### DIRECTIONS:
Where the records below reach the line containing "Kindly put a point on every instance of the bus side", start transcribing, and end with the line containing "Target: asphalt road", exactly and with nothing else added.
────────────────────────────────────────
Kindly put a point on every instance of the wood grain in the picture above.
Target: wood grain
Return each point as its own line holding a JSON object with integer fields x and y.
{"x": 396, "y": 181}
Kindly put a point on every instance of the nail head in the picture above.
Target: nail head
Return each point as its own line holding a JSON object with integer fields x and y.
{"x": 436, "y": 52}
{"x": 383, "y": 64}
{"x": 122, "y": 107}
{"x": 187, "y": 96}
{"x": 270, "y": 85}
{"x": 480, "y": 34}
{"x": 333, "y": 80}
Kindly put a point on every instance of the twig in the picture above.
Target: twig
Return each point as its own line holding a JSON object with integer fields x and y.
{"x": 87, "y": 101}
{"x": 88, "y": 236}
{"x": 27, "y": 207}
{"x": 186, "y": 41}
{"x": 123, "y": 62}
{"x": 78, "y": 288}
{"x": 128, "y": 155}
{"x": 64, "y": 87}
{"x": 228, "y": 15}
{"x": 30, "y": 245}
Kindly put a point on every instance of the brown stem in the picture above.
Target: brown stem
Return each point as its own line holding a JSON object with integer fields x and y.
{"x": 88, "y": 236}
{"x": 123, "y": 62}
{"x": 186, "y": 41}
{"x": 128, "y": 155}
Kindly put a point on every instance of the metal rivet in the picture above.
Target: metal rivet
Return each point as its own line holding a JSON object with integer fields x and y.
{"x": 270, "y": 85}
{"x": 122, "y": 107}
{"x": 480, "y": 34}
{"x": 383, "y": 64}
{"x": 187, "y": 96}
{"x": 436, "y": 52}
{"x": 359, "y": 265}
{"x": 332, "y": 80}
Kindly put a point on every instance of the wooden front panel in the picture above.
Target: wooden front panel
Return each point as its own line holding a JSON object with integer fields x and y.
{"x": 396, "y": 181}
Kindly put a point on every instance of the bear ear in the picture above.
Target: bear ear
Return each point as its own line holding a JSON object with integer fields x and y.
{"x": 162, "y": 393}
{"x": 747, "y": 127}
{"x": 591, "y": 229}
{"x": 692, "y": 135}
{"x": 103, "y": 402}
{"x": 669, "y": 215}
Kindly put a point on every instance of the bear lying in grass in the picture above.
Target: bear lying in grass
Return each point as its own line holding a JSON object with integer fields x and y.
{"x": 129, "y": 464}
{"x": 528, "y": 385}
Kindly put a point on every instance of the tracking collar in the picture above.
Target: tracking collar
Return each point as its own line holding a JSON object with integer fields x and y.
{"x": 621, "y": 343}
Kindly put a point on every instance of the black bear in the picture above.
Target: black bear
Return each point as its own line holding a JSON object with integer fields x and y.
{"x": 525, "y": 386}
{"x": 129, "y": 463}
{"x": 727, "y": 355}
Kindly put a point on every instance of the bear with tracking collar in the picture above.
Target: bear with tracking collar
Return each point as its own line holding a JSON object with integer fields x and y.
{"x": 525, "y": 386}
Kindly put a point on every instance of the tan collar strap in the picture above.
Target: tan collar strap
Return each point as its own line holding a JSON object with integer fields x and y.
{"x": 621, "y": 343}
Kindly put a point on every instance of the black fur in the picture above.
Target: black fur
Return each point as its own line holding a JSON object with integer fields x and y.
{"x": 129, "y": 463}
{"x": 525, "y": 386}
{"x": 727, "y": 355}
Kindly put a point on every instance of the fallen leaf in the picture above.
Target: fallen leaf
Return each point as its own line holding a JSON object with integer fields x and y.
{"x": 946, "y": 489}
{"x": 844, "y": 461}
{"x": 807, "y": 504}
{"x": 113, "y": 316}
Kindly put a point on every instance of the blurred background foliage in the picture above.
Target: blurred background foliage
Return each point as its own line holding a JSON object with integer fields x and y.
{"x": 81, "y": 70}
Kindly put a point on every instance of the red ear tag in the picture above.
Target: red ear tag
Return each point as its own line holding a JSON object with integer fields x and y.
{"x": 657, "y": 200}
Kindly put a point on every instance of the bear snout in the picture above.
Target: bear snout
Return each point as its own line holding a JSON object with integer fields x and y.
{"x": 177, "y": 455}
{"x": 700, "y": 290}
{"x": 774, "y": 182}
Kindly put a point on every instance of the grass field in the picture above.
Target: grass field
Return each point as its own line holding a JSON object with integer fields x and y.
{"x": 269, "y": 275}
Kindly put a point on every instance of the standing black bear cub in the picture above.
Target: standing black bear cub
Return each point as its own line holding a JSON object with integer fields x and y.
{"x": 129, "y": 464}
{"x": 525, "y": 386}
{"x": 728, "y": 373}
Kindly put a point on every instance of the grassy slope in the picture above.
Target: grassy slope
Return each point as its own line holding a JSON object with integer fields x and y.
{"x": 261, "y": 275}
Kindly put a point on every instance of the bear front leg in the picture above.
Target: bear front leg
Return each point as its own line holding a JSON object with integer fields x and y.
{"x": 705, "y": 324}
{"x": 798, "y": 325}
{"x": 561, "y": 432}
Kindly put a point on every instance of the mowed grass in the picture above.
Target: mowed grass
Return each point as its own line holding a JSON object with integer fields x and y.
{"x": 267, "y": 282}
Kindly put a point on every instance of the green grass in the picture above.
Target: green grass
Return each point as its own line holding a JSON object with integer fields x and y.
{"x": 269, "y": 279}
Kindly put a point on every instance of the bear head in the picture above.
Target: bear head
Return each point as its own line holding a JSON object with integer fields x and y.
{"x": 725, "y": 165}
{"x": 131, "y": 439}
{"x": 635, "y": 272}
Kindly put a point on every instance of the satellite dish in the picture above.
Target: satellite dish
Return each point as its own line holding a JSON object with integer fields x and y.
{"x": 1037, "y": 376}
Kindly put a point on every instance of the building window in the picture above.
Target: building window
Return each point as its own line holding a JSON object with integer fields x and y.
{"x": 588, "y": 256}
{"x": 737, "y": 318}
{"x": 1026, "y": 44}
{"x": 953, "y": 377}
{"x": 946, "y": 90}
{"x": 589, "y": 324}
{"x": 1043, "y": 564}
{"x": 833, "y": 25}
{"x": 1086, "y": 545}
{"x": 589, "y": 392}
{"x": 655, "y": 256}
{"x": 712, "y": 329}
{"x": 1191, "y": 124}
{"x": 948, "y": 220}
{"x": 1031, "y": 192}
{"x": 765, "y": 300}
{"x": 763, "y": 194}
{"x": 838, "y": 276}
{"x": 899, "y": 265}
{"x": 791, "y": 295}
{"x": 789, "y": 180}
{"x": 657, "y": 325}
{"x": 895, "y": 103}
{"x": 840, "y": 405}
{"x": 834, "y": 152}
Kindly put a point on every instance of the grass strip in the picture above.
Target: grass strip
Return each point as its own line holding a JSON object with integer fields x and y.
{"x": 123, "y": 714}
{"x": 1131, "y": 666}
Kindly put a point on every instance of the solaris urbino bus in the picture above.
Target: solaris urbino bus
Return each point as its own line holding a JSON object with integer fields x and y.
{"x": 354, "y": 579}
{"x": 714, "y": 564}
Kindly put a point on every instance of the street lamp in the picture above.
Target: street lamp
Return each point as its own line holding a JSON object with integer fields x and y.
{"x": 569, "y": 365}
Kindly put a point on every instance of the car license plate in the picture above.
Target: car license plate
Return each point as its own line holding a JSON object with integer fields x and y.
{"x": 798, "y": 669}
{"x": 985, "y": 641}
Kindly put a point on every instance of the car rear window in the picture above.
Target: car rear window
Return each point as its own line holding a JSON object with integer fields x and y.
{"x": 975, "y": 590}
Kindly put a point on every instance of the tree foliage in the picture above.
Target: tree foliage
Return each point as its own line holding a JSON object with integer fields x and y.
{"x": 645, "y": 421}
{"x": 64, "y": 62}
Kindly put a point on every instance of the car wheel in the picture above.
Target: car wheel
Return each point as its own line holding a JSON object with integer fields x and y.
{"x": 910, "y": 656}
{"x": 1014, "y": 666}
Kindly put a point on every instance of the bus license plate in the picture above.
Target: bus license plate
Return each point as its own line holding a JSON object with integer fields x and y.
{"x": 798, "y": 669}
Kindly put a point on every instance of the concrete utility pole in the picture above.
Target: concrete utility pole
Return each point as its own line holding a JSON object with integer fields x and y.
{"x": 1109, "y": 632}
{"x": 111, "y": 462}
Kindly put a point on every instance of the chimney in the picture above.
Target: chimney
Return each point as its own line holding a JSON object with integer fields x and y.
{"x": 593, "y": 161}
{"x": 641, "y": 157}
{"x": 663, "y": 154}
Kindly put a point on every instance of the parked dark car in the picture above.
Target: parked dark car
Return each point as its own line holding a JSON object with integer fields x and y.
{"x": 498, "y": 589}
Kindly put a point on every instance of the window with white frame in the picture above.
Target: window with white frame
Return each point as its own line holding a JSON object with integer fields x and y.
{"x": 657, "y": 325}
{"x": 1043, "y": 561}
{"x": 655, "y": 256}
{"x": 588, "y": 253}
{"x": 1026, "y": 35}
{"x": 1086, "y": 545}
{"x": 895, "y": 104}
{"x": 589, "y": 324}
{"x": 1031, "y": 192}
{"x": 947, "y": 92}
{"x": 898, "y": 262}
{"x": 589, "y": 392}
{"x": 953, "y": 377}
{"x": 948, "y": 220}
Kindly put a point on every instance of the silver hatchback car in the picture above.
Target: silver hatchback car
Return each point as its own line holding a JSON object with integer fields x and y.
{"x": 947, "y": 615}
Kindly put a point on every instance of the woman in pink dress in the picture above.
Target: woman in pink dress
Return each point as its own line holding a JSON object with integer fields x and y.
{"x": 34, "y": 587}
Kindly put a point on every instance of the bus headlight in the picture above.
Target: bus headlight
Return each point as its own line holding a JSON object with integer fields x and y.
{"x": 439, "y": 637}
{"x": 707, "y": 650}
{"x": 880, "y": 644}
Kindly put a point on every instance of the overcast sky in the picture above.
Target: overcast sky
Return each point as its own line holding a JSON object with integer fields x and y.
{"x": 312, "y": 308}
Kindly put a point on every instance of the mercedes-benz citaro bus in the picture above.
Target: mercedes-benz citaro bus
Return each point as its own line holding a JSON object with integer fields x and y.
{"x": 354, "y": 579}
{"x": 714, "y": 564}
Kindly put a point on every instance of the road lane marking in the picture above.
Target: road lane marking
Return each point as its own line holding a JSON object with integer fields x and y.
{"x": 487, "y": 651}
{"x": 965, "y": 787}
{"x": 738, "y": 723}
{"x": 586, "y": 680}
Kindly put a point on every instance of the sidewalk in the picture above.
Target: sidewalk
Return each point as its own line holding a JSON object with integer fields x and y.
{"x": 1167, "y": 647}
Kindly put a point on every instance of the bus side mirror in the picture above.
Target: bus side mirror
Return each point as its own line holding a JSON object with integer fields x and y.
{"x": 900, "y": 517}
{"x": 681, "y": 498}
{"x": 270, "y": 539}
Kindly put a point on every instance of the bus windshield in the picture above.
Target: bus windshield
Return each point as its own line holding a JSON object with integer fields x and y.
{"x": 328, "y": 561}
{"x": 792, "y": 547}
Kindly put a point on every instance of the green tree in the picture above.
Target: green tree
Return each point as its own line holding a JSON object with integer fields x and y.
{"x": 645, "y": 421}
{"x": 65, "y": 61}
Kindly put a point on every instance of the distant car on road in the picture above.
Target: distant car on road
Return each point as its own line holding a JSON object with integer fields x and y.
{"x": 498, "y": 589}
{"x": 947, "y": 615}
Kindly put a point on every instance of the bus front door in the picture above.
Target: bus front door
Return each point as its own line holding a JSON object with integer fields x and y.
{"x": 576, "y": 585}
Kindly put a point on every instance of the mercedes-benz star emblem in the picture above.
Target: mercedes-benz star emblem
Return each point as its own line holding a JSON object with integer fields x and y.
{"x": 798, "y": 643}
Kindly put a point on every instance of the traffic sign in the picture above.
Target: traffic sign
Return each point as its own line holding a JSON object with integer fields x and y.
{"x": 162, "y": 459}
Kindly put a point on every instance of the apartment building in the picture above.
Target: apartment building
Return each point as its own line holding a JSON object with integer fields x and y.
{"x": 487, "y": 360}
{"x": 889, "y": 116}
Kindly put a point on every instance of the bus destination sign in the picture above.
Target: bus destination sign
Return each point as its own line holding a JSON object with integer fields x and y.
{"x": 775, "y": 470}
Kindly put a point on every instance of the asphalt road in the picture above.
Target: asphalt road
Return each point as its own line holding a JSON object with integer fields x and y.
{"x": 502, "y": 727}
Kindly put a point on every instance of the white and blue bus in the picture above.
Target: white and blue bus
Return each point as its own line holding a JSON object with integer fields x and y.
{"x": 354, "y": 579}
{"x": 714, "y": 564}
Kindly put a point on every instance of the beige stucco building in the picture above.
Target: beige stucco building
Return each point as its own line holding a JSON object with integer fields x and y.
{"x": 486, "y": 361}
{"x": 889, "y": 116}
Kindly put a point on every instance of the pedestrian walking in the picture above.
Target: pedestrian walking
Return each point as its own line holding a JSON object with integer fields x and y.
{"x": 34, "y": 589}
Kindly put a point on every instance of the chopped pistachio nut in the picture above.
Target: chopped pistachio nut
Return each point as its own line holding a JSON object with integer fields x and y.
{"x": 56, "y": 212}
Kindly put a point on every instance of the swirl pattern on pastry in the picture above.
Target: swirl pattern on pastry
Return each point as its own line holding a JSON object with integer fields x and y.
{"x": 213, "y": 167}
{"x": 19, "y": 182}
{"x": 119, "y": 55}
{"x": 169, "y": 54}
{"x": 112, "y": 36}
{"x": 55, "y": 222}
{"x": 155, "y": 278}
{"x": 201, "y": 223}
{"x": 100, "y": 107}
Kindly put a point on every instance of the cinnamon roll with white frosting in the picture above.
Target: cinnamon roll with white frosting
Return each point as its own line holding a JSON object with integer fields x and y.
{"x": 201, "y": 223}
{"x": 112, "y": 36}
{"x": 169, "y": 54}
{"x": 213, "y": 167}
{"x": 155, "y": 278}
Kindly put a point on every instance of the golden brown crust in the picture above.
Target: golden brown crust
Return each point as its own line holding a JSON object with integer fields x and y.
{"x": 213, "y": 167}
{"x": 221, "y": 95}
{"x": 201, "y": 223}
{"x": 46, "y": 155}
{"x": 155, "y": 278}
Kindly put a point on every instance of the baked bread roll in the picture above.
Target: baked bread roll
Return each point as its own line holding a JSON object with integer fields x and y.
────────────────────────────────────────
### YOUR RESPONSE:
Kindly put a point on every instance of the bus side mirror in the picture above.
Target: bus side mirror
Return each point as its own line holding a JSON object with integer fields x and y.
{"x": 900, "y": 517}
{"x": 681, "y": 498}
{"x": 270, "y": 539}
Kindly put a point on every instance of the bus windshield in the picture above.
Target: bus windshield
Return each point as its own line holding a JSON object with integer fields x and y.
{"x": 328, "y": 561}
{"x": 792, "y": 547}
Kindly put a point on every instance of the green tree in the picture above.
Target: green tree
Return each point as its own line holding a JSON object with integer fields x and y.
{"x": 645, "y": 421}
{"x": 65, "y": 61}
Kindly put a point on every instance of the distant car on road in the picture above.
Target: distant car on road
Return each point as its own line holding a JSON object with integer fields x and y.
{"x": 498, "y": 589}
{"x": 947, "y": 615}
Kindly put a point on every instance of the bus front door in the picture above.
Target: bus front door
Return each point as its own line holding a JSON object with integer fields x and y.
{"x": 576, "y": 585}
Kindly put a point on every instance of the mercedes-benz star emblem in the picture above.
Target: mercedes-benz star emblem
Return each point as its own line holding a JSON object with integer fields x and y.
{"x": 798, "y": 643}
Kindly put a point on every instance of the traffic sign in the picture above.
Target: traffic sign
Return each point as its own line holding a JSON object with integer fields x and y.
{"x": 162, "y": 459}
Kindly put a point on every instance of the apartment building in the picture above.
Target: apartment building
Return each point as its own line holding a JSON object with integer fields x and y.
{"x": 487, "y": 360}
{"x": 889, "y": 116}
Kindly put a point on every instance of the bus destination sign in the picture above.
Target: bus destination sign
Return each point as its own line holding a JSON object with integer fields x and y.
{"x": 775, "y": 470}
Kindly put a point on every instance of the asphalt road in the picture above.
Target: asphalt road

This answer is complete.